Your goal | Carry on the article about assertiveness for parents and carers, starting after its last sentence.

Text block |
|---|

Disability Advice

Reviews and advice for disabled people by disabled people.

Tools and techniques for Parents and Carers part 3


How to influence others and ask for what you need.

As I mentioned in my first article back in June there are many times you will need to influence others as a carer and it is worth mapping out who and what they are. They may well include local doctors and hospital specialists, charities and other people involved with care.

In this article I’m going to talk about some techniques that help influence and get what you need in a situation.

Being Assertive

Sometimes you need to be assertive to get the service provision and resources you need. As opposed to being passive and just accepting what you are told or given or aggressive where you disrespect or bully others, assertive people recognise the rights of both themselves and others.

Assertive people let others people know:

  1. What they think
  2. How they feel
  3. Where they stand
  4. What they want

For example, a consultant may seem to be pushing hard for a particular course of action and you want to get more options you might say:

  1. I think you have a clear idea of what procedure you  want to have follow,
  2. I feel unsure that is the best or only option,
  3. I stand for always making the best long term choices and considering all options,
  4. I’d like to consider all the alternatives available so I’d like you to let me know what they are or refer me to others for this information.

Here are some assertiveness skills:

  • Make clear and honest statements.  Use the first person, “I” when expressing your own thoughts, feelings and expressions.  Check to be sure that people have clearly understood your meaning. Be descriptive and objective. 
  • Eliminate guessing by letting people know what you want.  Offer relevant information without being asked.  Take the initiative to clarify your values, expectations and decisions. Be positive.  Talk about what you want, not about what you do not want.  Give clear instructions or suggestions.

|---|

Supplied material |

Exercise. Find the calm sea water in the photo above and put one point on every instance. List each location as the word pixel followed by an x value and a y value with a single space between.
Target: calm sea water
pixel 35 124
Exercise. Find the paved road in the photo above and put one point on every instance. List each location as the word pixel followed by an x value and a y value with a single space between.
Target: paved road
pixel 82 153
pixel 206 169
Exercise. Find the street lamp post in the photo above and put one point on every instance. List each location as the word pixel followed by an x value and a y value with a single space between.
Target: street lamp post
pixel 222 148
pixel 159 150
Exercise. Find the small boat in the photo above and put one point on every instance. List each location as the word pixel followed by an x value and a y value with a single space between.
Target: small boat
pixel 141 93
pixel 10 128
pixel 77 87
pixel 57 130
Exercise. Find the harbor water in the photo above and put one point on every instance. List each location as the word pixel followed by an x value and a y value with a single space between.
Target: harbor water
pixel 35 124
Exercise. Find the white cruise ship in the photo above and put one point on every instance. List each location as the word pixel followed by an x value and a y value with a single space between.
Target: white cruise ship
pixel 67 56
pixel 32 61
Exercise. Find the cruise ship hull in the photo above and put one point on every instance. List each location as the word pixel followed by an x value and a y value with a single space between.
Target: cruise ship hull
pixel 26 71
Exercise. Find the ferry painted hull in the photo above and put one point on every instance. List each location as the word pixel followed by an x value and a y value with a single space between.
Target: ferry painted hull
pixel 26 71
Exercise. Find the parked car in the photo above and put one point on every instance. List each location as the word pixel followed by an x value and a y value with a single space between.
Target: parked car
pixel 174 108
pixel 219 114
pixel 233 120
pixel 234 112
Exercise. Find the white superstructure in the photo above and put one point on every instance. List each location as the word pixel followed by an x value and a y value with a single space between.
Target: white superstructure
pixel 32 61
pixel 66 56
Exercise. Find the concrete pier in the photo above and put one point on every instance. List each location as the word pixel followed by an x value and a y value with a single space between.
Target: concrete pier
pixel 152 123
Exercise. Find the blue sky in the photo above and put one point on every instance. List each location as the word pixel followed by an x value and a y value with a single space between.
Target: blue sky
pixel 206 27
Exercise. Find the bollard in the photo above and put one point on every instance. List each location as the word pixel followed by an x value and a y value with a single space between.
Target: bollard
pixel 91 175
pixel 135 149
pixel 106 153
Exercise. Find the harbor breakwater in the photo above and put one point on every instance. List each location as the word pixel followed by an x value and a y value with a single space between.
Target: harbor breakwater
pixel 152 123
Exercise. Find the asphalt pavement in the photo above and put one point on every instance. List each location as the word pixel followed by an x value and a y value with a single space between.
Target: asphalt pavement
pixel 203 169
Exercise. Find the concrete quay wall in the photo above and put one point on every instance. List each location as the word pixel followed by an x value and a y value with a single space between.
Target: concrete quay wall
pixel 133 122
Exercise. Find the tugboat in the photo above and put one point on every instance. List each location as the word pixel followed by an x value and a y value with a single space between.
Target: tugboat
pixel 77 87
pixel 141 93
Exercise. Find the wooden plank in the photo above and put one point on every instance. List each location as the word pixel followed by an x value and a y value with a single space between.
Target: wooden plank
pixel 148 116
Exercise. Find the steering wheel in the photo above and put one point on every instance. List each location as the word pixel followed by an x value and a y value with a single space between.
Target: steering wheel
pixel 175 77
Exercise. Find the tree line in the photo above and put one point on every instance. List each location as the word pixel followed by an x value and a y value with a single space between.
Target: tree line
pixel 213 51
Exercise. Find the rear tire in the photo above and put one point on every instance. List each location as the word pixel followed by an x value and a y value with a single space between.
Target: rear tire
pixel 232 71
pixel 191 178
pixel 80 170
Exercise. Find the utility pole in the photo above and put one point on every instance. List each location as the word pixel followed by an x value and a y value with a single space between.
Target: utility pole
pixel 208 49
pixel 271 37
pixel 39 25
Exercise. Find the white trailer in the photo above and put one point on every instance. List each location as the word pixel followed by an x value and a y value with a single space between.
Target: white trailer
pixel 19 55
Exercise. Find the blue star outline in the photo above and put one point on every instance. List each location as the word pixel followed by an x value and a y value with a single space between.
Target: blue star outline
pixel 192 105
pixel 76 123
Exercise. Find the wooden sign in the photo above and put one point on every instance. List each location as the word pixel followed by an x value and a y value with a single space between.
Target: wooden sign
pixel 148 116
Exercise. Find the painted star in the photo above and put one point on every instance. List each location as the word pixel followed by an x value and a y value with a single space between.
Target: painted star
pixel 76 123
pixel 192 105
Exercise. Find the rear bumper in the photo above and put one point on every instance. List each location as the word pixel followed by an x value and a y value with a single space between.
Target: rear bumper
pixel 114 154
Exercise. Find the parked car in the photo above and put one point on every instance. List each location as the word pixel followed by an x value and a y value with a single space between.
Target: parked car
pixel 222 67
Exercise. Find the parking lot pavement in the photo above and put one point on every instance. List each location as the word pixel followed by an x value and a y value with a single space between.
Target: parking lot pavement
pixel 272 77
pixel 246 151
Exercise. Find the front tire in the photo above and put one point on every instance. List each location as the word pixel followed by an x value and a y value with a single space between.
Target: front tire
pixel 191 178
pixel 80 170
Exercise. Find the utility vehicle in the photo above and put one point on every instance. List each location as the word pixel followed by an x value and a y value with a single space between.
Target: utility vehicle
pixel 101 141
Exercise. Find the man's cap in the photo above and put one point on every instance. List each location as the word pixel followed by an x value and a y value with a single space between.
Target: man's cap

|---|

Final answer |
  • Paraphrase what you are hearing.  This will ensure that you accurately understand what the speaker is saying.  Be specific and succinct.  Talk about exactly what you want.  Ensure that your message is short and pithy, not lost in lengthy speeches
  • Take time out.  If you are not sure what you want to say, ask to continue the discussion at a later stage.  Similarly, if you need additional information, ask for time to find out the answer before informing them of the answer.  Don’t just guess!

To be influential in we also need rapport.

How do you build rapport?

  1. By taking a genuine interest in another person
  2. By being curious about who they are and what they think
  3. By being willing to see the world from their point of view

You pace and build rapport through matching.

Matching is when you mirror and complement an aspect of another person. It is not copying; it is more like a dance.  They will intuitively recognise this, you will feel more at ease with them and they will feel more at ease with you.

You can match body language, the voice (in terms of pace and volume) and use similar language. It is exactly like walking beside them at the same pace. Once you have paced another person, established rapport and shown that you understand where they are coming from, then you have the chance to influence them.

Use the techniques of Assertiveness with rapport and see what a difference it can make to getting the help and support you need.